◆ OBJECTIVES ◆
**1.** Answer these about the article on Oakland's housing impact fee:
(a) What per-unit fee do developers in downtown, Uptown and Lake Merritt pay?
(b) How much did the city forecast it would collect in fees over 10 years?
(c) How much has the city distributed from the fees, and for about how many new affordable units?
**2.** Please carry the article on Oakland's housing impact fee forward from its last paragraph.

◆ DOCUMENT SEGMENT ◆
· · ·

Shared from the 12/10/2019 San Francisco Chronicle eEdition

Oakland fee hasn’t led to promised housing

Michael Short / Special to The Chronicle

Adam Kuperman of Satellite Affordable Housing Associates checks window blinds in a new Oakland project.

Michael Short / Special to The Chronicle

Pedestrians pass Satellite Affordable Housing Associates’ new 37-unit development, called Camino 23, on 23rd Avenue and International Boulevard in Oakland.


In April 2016, the Oakland City Council passed an ordinance that would impose impact fees on developers building market-rate housing projects in Oakland.

Fees were meant to make up for the lack of affordable housing units being built. The city makes grants to affordable housing developers through an application process. Those developers then use those funds to qualify for state funding.

Market-rate housing developers must pay the first half of their impact fee upon receiving their building permit, and they pay the second half after receiving their certificate of occupancy. Developers can opt out of paying the fee if they build the equivalent in affordable housing units.

The city was divided into geographic zones, and the fees were implemented in phases:

Developers in downtown, Uptown and Lake Merritt pay $24,000 per unit.

In West Oakland and parts of North Oakland, impact fees are $19,250 per unit.

In the area stretching from east of 23rd Avenue and including Coliseum City, fees will top out at $13,000 per market-rate unit by 2020.


Oakland passed an impact fee on new residential developments three years ago to jump-start the city’s construction of affordable housing. But little has happened since then.

The city has collected just under $9 million in fees and distributed $4.8 million to help fund about 160 new affordable units — none of which are yet under construction. Oakland has not approved any new projects that have applied for funds from the fees since 2017.

When the measure was enacted in 2016, the city forecast it would collect close to $65 million in fees over 10 years.

Critics, including current City Council members, say collections are running far behind what they anticipated, and they have grown frustrated. Some advocates and developers say that the city should have collected close to $20 million into its impact fee fund.

“We have been asking these questions for a year and not getting answers — so we don’t know if it is a failure to collect, being expended improperly or if the fund(s) are sitting somewhere, but not being tracked,” said Oakland City Council President Rebecca Kaplan.

Unable to fully account for the program’s performance, the city recently hired an outside auditor to investigate how it is working and how the city tracks the fees. At issue isn’t a potential misappropriation of funds, rather the slow process to get answers and the lack of transparency, city officials said.

Affordable housing nonprofit organizations say they are waiting for money to be released and are missing out on state funds that are available only if they have a financial commitment from their local governments.

“We have been in a holding pattern,” said Susan Friedland, chief executive officer of Satellite Affordable Housing Associates. “It’s just frustrating. The whole process has been stuck by the lack of resources, and we feel that the impact fees are one of the biggest pieces of that program.”

· · ·

◆ DATA SECTION ◆
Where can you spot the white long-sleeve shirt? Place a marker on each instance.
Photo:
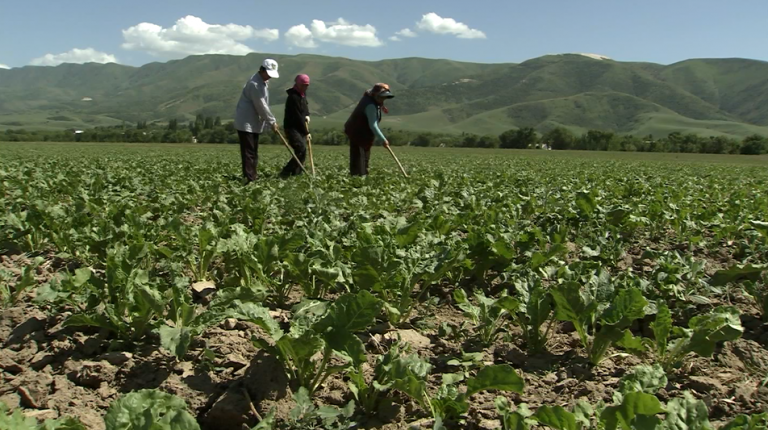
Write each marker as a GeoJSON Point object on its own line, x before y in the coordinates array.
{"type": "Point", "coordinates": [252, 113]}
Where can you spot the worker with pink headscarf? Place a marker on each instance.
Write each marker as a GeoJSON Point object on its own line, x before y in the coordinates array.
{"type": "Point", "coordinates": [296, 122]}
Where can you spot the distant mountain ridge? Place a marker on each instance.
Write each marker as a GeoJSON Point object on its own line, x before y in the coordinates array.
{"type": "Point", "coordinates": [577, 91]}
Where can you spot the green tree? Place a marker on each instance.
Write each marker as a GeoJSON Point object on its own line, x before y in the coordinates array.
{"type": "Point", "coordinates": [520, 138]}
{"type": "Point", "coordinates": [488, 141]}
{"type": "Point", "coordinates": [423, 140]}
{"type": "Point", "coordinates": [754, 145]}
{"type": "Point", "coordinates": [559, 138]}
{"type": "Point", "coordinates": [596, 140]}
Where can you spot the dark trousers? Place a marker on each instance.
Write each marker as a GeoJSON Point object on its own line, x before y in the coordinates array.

· · ·

◆ ANSWERS PER TASK ◆
**1.**
(a) $24,000 per unit.
(b) Close to $65 million.
(c) $4.8 million, for about 160 new affordable units.

**2.**
Jeff Levin, a policy director at East Bay Housing Organizations, which represents nonprofit developers, initially raised questions about the impact fee collections.

“They should have had plenty of time to think through how they were going to administer this and how they were going to collect data, but apparently they did not,” Levin said.

Staff from the planning and building departments say they have collected the correct amount in affordable housing impact fees, but the city’s two software programs weren’t tracking the fees properly because the programs weren’t “talking to each other.”

City staff have since said they corrected the problem and have the correct amounts. Still, they have hired an outside auditor to check their work.

“We are looking right now at the processes and making sure we have good reconciliation,” said Bill Gilchrist, director of the city’s planning and building department. “We have not uncovered anything that has given me concern.”

The issue underscores a larger question about Oakland’s commitment to creating affordable housing. One council member has suggested the city increase its affordable housing stock by requiring that a certain amount of new construction be affordable for people with low to moderate incomes. Councilwoman Nikki Fortunato Bas said she also plans to review the impact fee ordinance and look for ways to boost the fees.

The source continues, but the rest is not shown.